Aim of the task:
Write what comes next in the thread on PowerShell script encoding, picking up right after its final sentence.

Document segment:
********************

1

When I execute the following simple script in PowerShell 7.1, I get the (correct) value of 3, regardless of whether the script's encoding is Latin1 or UTF8.

'Bär'.length

This surprises me because I was under the (apparently wrong) impression that the default encoding in PowerShell 5.1 is UTF16-LE and in PowerShell 7.1 UTF-8.

Because both scripts evaluate the expression to 3, I am forced to conclude that PowerShell 7.1 applies some heuristic method to infer a Script's encoding when executing it.

Is my conclusion correct and is this documented somewhere?

René Nyffenegger
  • 39,402
  • 33
  • 158
  • 293
  • Related: [What is the correct encoding for PS1 files](https://stackoverflow.com/questions/41939799/what-is-the-correct-encoding-for-ps1-files) – Mitch Dec 12 '20 at 17:42

3 Answers3

2

I was under the (apparently wrong) impression that the default encoding in PowerShell 5.1 is UTF16-LE and in PowerShell 7.1 UTF-8.

There are two distinct default character encodings to consider:

  • The default output encoding used by various cmdlets (Out-File, Set-Content) and the redirection operators (>, >>) when writing a file.

    • This encoding varies wildly across cmdlets in Windows PowerShell (PowerShell versions up to 5.1) but now - fortunately - consistently defaults to BOM-less UTF-8 in PowerShell [Core] v6+ - see this answer for more information.

    • Note: This encoding is always unrelated to the encoding of a file that data may have been read from originally, because PowerShell does not preserve this information and never passes text as raw bytes through - text is always converted to .NET ([string], System.String) instances by PowerShell before the data is processed further.

  • The default input encoding, when reading a file - both source code read by the engine and files read by Get-Content, for instance, which applies only to files without a BOM (because files with BOMs are always properly recognized).

    • In the absence of a BOM:

      • Windows PowerShell assumes the system's active ANSI code page, such as Windows-1252 on US-English systems. Note that this means that systems with different active system locales (settings for non-Unicode applications) can interpret a given file differently.

********************

(Items stored from a collection)
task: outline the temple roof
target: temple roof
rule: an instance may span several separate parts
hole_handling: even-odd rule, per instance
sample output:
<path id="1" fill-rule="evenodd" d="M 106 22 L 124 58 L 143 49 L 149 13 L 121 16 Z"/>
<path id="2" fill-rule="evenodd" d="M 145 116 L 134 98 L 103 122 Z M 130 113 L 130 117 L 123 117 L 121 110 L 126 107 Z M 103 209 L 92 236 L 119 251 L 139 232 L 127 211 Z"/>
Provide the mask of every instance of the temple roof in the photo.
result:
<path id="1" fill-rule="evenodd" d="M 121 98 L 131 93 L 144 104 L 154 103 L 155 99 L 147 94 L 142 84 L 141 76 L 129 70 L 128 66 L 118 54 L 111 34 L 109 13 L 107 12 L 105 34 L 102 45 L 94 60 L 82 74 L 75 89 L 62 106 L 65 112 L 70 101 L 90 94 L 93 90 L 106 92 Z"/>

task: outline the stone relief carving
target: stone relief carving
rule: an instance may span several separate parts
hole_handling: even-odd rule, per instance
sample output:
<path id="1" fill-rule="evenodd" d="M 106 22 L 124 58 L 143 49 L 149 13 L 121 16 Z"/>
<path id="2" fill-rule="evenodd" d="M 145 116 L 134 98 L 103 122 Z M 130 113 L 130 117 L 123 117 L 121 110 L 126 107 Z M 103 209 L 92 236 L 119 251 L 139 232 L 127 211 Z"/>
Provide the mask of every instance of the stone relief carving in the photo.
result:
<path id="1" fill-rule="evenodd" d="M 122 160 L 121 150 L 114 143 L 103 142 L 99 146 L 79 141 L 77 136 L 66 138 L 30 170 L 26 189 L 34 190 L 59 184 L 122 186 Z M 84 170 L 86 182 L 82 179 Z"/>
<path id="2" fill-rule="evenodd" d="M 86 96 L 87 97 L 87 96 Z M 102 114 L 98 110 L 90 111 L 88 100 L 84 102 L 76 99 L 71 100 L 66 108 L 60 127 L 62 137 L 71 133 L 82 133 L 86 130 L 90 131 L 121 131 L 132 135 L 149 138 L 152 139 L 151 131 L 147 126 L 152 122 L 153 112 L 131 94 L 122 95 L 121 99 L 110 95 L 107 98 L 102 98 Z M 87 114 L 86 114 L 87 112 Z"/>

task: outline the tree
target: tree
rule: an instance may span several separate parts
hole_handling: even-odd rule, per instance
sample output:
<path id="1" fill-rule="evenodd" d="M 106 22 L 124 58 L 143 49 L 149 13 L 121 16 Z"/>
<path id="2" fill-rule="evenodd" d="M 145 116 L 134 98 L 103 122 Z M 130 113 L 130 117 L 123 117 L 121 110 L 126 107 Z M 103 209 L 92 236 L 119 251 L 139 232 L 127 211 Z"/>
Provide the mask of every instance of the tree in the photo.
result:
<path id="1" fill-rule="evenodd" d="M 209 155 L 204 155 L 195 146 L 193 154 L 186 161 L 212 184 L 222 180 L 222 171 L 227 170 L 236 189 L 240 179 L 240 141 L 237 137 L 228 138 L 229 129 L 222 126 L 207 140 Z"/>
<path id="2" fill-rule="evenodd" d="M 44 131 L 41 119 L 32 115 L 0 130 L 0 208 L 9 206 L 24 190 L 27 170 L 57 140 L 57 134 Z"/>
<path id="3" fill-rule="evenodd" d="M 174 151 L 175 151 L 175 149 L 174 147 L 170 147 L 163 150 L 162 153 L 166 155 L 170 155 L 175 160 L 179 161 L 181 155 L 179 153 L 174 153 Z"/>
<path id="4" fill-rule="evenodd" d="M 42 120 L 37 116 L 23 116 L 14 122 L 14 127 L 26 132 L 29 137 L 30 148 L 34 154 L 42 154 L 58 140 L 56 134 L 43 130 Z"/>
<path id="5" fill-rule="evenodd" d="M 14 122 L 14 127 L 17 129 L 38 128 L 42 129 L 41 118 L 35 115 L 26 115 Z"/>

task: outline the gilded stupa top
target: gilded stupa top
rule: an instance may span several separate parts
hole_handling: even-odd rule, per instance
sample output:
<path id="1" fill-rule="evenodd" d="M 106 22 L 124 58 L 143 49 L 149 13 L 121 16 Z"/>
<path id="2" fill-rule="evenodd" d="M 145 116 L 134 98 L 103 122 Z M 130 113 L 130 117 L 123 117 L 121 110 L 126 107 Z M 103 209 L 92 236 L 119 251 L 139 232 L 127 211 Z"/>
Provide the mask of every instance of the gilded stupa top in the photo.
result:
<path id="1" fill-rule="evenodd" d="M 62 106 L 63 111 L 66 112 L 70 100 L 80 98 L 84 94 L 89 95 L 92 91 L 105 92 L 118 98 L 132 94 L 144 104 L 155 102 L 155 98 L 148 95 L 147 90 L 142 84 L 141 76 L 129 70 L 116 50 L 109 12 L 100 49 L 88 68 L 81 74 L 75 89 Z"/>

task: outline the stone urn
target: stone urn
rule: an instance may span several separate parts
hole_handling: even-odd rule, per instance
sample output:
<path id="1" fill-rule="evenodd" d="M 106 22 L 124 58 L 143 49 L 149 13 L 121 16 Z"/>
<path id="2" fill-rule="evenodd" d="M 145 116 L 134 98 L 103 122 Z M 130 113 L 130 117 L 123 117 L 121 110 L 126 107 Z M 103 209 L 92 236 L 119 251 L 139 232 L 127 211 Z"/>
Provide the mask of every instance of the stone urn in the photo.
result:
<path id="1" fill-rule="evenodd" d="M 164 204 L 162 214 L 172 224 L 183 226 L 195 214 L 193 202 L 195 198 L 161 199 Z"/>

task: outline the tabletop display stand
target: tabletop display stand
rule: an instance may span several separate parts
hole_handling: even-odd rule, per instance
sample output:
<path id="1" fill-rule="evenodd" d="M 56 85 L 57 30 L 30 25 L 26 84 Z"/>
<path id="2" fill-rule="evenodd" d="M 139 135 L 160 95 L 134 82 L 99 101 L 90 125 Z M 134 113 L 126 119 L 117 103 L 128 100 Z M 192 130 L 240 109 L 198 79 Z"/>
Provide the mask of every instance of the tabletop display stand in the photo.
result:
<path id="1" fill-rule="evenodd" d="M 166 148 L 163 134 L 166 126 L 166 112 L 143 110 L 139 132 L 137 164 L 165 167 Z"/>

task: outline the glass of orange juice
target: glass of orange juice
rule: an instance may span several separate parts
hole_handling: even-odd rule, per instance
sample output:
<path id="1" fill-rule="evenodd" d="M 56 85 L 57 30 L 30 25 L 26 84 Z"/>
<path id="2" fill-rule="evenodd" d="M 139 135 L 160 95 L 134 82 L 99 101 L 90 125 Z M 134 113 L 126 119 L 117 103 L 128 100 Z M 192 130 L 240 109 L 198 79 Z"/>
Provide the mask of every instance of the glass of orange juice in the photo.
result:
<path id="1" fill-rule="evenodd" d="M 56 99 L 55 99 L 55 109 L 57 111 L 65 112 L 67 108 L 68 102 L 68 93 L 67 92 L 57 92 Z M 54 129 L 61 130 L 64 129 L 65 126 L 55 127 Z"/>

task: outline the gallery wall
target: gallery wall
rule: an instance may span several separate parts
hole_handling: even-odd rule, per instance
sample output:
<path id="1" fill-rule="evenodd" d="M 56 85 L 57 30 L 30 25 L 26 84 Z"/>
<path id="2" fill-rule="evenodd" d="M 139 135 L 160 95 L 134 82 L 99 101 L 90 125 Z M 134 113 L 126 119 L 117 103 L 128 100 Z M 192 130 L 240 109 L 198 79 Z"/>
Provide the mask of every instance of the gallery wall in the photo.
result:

********************

Result of the exercise:
      • PowerShell [Core] v6+ more sensibly assumes UTF-8, which is capable of representing all Unicode characters and whose interpretation doesn't depend on system settings.

    • Note that these are fixed, deterministic assumptions - no heuristic is employed.

    • The upshot is that for cross-edition source code the best encoding to use is UTF-8 with BOM, which both editions recognize properly.


As for a source-code file containing 'Bär'.length:

If the source-code file's encoding is properly recognized, the result is always 3, given that a .NET string instance ([string], System.String) is constructed, which in memory is always composed of UTF-16 code units ([char], System.Char), and given that .Length counts the number of these code units.[1]

Leaving broken files out of the picture (such as a UTF-16 file without a BOM, or a file with a BOM that doesn't match the actual encoding):

The only scenario in which .Length does not return 3 is:

  • In Windows PowerShell, if the file was saved as a UTF-8 file without a BOM.

    • Since ANSI code pages use a fixed-width single-byte encoding, each byte that is part of a UTF-8 byte sequence is individually (mis-)interpreted as a character, and since ä (LATIN SMALL LETTER A WITH DIAERESIS, U+00E4) is encoded as 2 bytes in UTF-8, 0xc3 and 0xa4, the resulting string has 4 characters.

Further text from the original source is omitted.